**TASK**
Swap "Place one point" for "Mark one point" in every one of the records below and reproduce them with everything else unchanged.

----- MATERIAL FOR THIS TASK

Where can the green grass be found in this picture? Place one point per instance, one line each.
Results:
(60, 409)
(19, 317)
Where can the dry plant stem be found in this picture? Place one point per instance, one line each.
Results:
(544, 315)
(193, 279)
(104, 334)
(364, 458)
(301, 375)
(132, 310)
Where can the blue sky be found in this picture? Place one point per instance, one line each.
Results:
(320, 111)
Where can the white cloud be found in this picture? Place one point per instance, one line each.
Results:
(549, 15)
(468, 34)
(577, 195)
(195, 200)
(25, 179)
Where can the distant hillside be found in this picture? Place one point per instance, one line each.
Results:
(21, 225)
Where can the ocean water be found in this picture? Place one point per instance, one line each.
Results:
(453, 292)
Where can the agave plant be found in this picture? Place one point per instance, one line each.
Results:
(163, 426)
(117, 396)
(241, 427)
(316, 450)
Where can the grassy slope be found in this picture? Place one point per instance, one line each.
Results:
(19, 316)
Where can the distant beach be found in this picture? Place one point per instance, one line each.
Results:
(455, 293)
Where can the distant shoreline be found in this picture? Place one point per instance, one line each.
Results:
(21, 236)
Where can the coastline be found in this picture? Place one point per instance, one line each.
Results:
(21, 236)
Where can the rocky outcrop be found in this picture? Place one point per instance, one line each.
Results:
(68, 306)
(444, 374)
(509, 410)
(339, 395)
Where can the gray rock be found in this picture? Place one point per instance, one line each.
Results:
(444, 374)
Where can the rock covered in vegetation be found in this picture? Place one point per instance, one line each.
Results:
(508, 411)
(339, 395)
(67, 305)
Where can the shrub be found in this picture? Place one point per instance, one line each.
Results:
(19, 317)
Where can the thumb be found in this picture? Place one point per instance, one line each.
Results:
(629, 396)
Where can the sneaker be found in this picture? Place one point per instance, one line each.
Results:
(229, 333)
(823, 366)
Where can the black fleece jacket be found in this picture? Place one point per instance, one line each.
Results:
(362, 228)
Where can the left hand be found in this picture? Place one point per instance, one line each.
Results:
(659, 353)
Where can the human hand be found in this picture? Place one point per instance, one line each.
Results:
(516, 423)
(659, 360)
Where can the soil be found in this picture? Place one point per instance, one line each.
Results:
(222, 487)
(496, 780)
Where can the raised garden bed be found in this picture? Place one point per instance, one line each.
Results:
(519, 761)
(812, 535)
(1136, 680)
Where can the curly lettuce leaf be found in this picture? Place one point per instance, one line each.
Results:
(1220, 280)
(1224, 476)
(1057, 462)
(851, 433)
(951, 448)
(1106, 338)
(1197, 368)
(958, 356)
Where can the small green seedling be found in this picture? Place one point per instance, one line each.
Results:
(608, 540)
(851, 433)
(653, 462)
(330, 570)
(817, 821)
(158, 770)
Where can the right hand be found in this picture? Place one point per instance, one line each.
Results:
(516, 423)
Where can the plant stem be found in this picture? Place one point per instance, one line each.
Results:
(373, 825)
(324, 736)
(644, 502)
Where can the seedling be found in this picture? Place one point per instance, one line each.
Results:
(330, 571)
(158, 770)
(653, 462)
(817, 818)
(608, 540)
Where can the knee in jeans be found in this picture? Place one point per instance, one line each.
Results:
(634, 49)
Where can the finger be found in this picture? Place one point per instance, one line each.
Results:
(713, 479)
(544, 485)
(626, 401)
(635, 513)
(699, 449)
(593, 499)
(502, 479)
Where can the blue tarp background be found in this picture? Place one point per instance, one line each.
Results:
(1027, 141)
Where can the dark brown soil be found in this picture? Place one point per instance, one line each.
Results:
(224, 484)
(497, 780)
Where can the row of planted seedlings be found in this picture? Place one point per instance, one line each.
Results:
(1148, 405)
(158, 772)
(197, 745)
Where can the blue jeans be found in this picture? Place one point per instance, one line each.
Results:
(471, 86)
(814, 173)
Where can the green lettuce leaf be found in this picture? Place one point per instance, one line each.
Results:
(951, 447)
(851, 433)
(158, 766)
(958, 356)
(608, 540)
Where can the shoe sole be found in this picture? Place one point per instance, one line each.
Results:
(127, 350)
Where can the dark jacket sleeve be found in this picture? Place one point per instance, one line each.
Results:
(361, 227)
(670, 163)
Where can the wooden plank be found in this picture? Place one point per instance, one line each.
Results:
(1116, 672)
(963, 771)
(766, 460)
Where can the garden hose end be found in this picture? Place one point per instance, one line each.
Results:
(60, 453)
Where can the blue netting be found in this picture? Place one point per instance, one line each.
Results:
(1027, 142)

----------

**ANSWER TO THE PROBLEM**
Where can the green grass be found in this picture? Mark one point per instance, one line each.
Results:
(60, 409)
(19, 317)
Where can the dry plant stem be found in this picture? Mark one point per instance, one line each.
Results:
(544, 315)
(193, 279)
(104, 334)
(364, 458)
(301, 375)
(132, 310)
Where can the blue sky be found in this picture? Mark one point per instance, one line each.
Results:
(320, 111)
Where can the white cloud be found in this picture? Mark one point per instance, one line each.
Results:
(549, 15)
(468, 34)
(577, 195)
(195, 200)
(25, 179)
Where can the distant hillside be found in this picture? Mark one point per instance, one line each.
Results:
(21, 225)
Where can the ocean water be found in this picture? Mark one point per instance, one line each.
Results:
(453, 292)
Where can the agave plant be found in this picture? Mark one point per instance, one line each.
Results:
(163, 426)
(117, 396)
(241, 427)
(316, 450)
Where can the grassy slope be found in this picture? Mark one point per instance, one line each.
Results:
(19, 316)
Where can the distant beach be found in this picture? Mark one point per instance, one line each.
Results:
(455, 293)
Where can the distant shoreline be found in this picture? Mark one point per instance, one line each.
Results:
(21, 236)
Where can the coastline be found in this picture? Mark one point per instance, one line each.
Results:
(21, 236)
Where can the rocky outcrop be found in this picture? Mark one point per instance, one line each.
Results:
(68, 306)
(444, 374)
(509, 410)
(339, 395)
Where can the gray rock be found in this picture? Mark one point per instance, one line each.
Results:
(444, 374)
Where can the rock covered in vegetation be found in this picture? Mark one point per instance, one line each.
Results:
(508, 411)
(339, 395)
(67, 305)
Where can the shrub be found in this picture? Mark one point per instance, one line each.
Results:
(19, 317)
Where can the thumb be found in this picture? Mark one point per instance, one line each.
Results:
(629, 396)
Where can the sneaker be found in this picture? Mark one point per instance, one line each.
Results:
(229, 333)
(823, 366)
Where can the black fleece jacket be found in this picture? Mark one point per instance, one line each.
Results:
(362, 228)
Where can the left hand be found in this picture? Mark one point per instance, one line each.
Results:
(659, 353)
Where can the human hand be found in this picture? Mark one point per instance, one line each.
Results:
(516, 423)
(659, 360)
Where can the soil be found in this picture? Mark one point per instance, one line each.
Results:
(222, 487)
(496, 780)
Where can the raised garden bed be found in this picture? Mark one point per instance, one line each.
Results:
(519, 761)
(812, 535)
(1136, 680)
Where can the curly lettuce leaf be found in this picture? Mark one point per instance, one line each.
Results:
(1220, 280)
(1224, 476)
(1057, 462)
(851, 433)
(951, 448)
(1106, 338)
(1197, 368)
(958, 356)
Where can the small green seedling be found in this picture? Mark one point per instance, one line each.
Results:
(608, 540)
(851, 433)
(653, 462)
(330, 570)
(817, 821)
(158, 770)
Where can the right hand be found in this picture? Mark one point per instance, one line each.
Results:
(516, 423)
Where can the plant stem be found in this picture? Mark one point per instance, one line each.
Results:
(373, 825)
(324, 736)
(644, 502)
Where can the seedling be found in this picture? Mark one point per instance, one line each.
Results:
(330, 571)
(158, 770)
(653, 462)
(817, 818)
(608, 540)
Where can the knee in jeans be found in this picture? Mark one point per instance, one line each.
Results:
(634, 49)
Where can the finger be found in this picture? Mark one point per instance, one line each.
Results:
(713, 479)
(544, 485)
(626, 401)
(635, 513)
(699, 449)
(593, 499)
(502, 479)
Where can the blue tarp background be found in this picture? Mark one point per instance, one line each.
Results:
(1027, 141)
Where can the dark brown soil be found in this picture? Mark one point per instance, one line each.
Results:
(224, 484)
(497, 780)
Where can the row of planted seedlings be found in this picture? Mark one point per instance, one line each.
Results:
(1148, 405)
(158, 772)
(197, 745)
Where can the blue jeans be found in this picture? Mark one point per instance, one line each.
Results:
(471, 86)
(814, 173)
Where can the green lettuce leaf be found in this picture? Mark one point per instance, one line each.
Results:
(951, 447)
(851, 433)
(158, 766)
(958, 356)
(608, 540)
Where can the shoe sole be found in this picture? Mark one point per instance, one line each.
Results:
(127, 350)
Where can the dark jacket sleeve be found in this picture? Mark one point per instance, one line each.
Results:
(361, 227)
(670, 163)
Where can the wooden plank be found in this picture? Mark one point per instance, one line each.
Results:
(1116, 672)
(963, 771)
(766, 460)
Where can the garden hose end be found in this picture? Mark one point per instance, one line each.
Results:
(60, 453)
Where can the blue netting be found in this picture? Mark one point per instance, one line each.
Results:
(1027, 142)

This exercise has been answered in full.